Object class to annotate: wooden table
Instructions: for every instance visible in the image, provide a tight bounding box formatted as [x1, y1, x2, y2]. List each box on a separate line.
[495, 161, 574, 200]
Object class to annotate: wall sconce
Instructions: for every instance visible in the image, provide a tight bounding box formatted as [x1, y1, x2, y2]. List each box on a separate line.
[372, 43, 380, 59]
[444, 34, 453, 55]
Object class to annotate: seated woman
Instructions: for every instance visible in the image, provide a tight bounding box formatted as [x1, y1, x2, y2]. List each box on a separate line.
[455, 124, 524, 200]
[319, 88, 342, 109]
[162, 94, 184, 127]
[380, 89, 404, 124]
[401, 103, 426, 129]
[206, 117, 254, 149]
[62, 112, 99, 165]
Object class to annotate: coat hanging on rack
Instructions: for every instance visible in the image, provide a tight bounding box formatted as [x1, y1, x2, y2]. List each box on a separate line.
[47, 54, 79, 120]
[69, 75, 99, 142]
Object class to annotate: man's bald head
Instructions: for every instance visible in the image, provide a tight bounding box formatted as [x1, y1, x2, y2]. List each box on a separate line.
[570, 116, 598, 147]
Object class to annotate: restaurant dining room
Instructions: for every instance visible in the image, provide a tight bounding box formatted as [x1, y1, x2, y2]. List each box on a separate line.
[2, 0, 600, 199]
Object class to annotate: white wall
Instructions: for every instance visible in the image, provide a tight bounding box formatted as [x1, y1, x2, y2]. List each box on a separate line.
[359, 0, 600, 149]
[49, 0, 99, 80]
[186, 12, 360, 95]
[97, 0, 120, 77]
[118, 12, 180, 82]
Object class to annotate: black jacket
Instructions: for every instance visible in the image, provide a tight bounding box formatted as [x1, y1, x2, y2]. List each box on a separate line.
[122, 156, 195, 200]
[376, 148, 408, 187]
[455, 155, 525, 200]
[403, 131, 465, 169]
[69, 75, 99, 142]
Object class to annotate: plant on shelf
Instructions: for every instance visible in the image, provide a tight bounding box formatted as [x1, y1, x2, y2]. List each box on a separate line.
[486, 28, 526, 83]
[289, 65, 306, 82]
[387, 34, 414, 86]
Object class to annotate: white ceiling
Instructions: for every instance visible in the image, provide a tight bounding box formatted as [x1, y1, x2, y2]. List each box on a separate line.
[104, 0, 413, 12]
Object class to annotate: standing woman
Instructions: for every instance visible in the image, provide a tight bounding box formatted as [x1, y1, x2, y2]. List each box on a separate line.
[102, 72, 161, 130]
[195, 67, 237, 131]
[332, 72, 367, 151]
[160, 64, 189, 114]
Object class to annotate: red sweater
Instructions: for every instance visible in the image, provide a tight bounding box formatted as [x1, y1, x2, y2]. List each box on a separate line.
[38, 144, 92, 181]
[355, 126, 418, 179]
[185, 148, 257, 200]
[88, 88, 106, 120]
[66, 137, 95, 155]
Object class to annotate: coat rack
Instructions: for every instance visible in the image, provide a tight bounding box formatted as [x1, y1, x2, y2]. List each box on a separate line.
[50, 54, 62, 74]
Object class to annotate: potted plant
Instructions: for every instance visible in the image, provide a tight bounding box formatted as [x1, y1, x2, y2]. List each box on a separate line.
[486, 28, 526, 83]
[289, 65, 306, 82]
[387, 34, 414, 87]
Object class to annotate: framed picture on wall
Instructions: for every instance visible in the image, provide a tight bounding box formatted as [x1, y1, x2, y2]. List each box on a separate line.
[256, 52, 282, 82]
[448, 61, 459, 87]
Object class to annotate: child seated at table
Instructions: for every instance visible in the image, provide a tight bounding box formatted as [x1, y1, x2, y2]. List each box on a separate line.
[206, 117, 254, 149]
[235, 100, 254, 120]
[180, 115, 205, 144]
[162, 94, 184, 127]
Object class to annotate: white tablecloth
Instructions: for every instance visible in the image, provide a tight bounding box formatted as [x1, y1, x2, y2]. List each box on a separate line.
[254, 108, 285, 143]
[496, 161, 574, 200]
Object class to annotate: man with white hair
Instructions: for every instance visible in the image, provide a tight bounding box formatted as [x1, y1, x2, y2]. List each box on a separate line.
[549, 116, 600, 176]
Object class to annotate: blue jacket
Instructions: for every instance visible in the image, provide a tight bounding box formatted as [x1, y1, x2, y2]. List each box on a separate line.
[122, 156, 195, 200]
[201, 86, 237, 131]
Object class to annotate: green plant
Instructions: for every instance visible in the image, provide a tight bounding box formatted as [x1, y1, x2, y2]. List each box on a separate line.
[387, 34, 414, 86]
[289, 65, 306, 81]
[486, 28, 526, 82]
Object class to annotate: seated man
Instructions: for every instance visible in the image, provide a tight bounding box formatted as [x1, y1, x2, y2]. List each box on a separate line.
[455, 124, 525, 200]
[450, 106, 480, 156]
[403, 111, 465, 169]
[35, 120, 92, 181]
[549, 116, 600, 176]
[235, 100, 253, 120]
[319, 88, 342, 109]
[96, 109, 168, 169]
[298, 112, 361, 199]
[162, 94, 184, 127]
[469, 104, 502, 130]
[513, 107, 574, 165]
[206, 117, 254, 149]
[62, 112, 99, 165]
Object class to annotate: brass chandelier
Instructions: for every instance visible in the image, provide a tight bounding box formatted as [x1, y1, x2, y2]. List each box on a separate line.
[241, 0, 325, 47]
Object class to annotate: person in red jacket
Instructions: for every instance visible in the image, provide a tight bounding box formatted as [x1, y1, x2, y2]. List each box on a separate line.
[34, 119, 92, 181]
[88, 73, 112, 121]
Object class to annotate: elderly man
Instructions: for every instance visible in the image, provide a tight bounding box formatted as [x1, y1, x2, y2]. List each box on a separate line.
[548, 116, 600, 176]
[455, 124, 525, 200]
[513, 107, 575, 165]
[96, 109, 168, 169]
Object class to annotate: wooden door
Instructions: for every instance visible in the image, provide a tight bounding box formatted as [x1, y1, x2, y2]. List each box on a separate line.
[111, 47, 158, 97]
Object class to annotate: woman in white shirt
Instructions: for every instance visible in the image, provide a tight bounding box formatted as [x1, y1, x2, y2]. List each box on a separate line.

__________________________________________________

TASK REQUIREMENTS: When you answer, repeat every record exactly, omitting nothing.

ANSWER TO THE EXERCISE:
Object class to annotate: wooden table
Instructions: for every instance visible in the image, provide a tight bounding box formatted as [x1, y1, x2, y2]. List each box on a separate line.
[495, 161, 574, 200]
Object class to annotate: wall sconce
Instructions: for every instance visible in the image, provide a tight bounding box formatted as [x1, y1, x2, y2]. List each box on a separate line.
[372, 43, 380, 59]
[444, 34, 453, 55]
Object class to annotate: seated woman
Instructions: for every instance visible in the image, provide a tight bounding box formatted as [x1, y1, x2, y2]. List each box on a separate line.
[455, 124, 524, 200]
[319, 88, 342, 109]
[162, 94, 184, 127]
[380, 89, 404, 124]
[401, 103, 426, 129]
[206, 117, 254, 149]
[62, 112, 99, 165]
Object class to annotate: coat hanging on rack
Instructions: for every instance visible in the image, provide a tight bounding box formatted as [x1, y1, x2, y2]. List each box on a separate line.
[47, 54, 79, 120]
[69, 75, 99, 142]
Object class to annotate: man's bald head
Instructions: for every instance visible in the image, provide a tight bounding box formatted as [x1, y1, x2, y2]. List each box on a separate line.
[570, 116, 598, 147]
Object class to annotate: restaurant dining room
Instructions: for every instance visible in the image, provide a tight bounding box formatted as [x1, y1, x2, y2]. List each box on a separate line.
[2, 0, 600, 199]
Object class to annotate: white wall
Instructions: for every instance visible in the image, provide a tight bounding box formatted as [x1, y1, x2, y2]. List each box on a separate line.
[359, 0, 600, 149]
[49, 0, 99, 80]
[186, 12, 360, 95]
[97, 0, 120, 77]
[118, 12, 180, 82]
Object class to annotate: black jacket
Instructions: for every instance visible in the image, provide a tight bounding box formatted as [x1, y1, x2, y2]. List each box on a separate line.
[122, 156, 195, 200]
[376, 148, 408, 187]
[455, 155, 525, 200]
[403, 131, 465, 169]
[69, 75, 99, 142]
Object class to annotate: plant on shelf
Instructions: for every instance visible in the image, provide a tight bounding box formatted as [x1, y1, x2, y2]. List each box on a separate line.
[486, 28, 526, 83]
[289, 65, 306, 82]
[387, 34, 414, 86]
Object class to annotate: white ceiling
Instructions: for every instance visible in the image, provide a tight bounding box formatted as [x1, y1, x2, y2]. List each box on a separate line.
[104, 0, 413, 12]
Object class to annotate: standing woman
Instructions: for every instance visible in the image, provide a tight bounding box formatted as [x1, y1, x2, y2]. List each box on a separate line.
[102, 72, 161, 130]
[195, 67, 237, 131]
[332, 72, 367, 151]
[160, 64, 189, 114]
Object class to annotate: red sweater
Instructions: for every instance visible in the image, provide a tight bounding box formatted as [x1, y1, x2, y2]. List each box on a separate line.
[38, 144, 92, 181]
[355, 126, 418, 179]
[185, 148, 257, 200]
[88, 88, 106, 120]
[66, 137, 95, 155]
Object class to annotate: coat rack
Instructions: for every instance visible in the image, provide a tight bounding box formatted as [x1, y1, x2, y2]. List each box on a separate line.
[50, 54, 62, 74]
Object class to annotate: potted plant
Instructions: for every instance visible in the image, provide a tight bounding box formatted as [x1, y1, x2, y2]. List each box on a separate line.
[486, 28, 526, 83]
[289, 65, 306, 82]
[387, 34, 414, 87]
Object class to annotate: framed picture on wall
Instructions: for every instance visible in the image, provide a tight bounding box formatted as [x1, y1, x2, y2]. List each box on a separate line.
[256, 52, 282, 82]
[448, 61, 459, 87]
Object class to annotate: child seated at table
Instructions: for every instance visible in the image, provide a tight bounding box formatted as [x1, y1, x2, y2]. List each box on a separate line.
[206, 117, 254, 149]
[235, 100, 254, 120]
[180, 115, 205, 144]
[162, 94, 184, 127]
Object class to annotate: white tablecloth
Instructions: for every instance visible in the image, provide a tight bounding box formatted as [x1, y1, x2, y2]. List each box on a separate line.
[254, 108, 285, 143]
[496, 161, 574, 200]
Object class to annotate: man with white hair
Instructions: for every instance visible in the image, provide a tight bounding box formatted as [x1, y1, x2, y2]. List each box on a separate line.
[549, 116, 600, 176]
Object class to annotate: blue jacket
Instructions: for every instance visible in the image, provide a tight bounding box formatted as [x1, y1, x2, y2]. List each box on a separate line.
[122, 156, 195, 200]
[201, 86, 237, 131]
Object class to annotate: green plant
Instructions: for every instance visible in the image, provide a tight bounding box formatted as [x1, y1, x2, y2]. List each box on a separate line.
[387, 34, 414, 86]
[289, 65, 306, 81]
[486, 28, 526, 82]
Object class to annotate: seated man
Instructions: for every instance visible in the image, provide a tight bounding box formatted as [x1, y1, x2, y2]. List each box on a separate line.
[455, 124, 525, 200]
[450, 106, 480, 156]
[403, 111, 465, 169]
[35, 120, 92, 181]
[549, 116, 600, 176]
[235, 100, 253, 120]
[319, 88, 342, 109]
[96, 109, 168, 169]
[298, 112, 361, 199]
[162, 94, 184, 127]
[469, 104, 502, 130]
[513, 107, 574, 165]
[206, 117, 254, 149]
[62, 112, 99, 165]
Object class to annotate: brass chandelier
Instructions: for every instance visible in the image, provide a tight bounding box formatted as [x1, y1, x2, y2]. List each box on a separate line.
[241, 0, 325, 47]
Object class to annotate: person in red jacket
Instructions: for every instance visible in the image, provide a tight bounding box formatted as [x1, y1, x2, y2]. List each box on a separate line.
[34, 119, 92, 181]
[88, 73, 112, 121]
Object class to annotate: elderly man
Instructions: for every instance visible in the image, provide a tight bounding box formatted as [x1, y1, x2, y2]. List each box on a separate line.
[548, 116, 600, 176]
[455, 124, 525, 200]
[513, 107, 575, 165]
[96, 109, 168, 169]
Object class to annotate: wooden door
Instructions: for every instance visible in the image, provide a tight bounding box formatted as [x1, y1, x2, y2]. List each box on a separate line.
[111, 47, 158, 97]
Object class to annotate: woman in white shirt
Instructions: for every instance visible in the image, provide a tight bounding box formatted as [x1, y1, x2, y2]. List each box on a separate line.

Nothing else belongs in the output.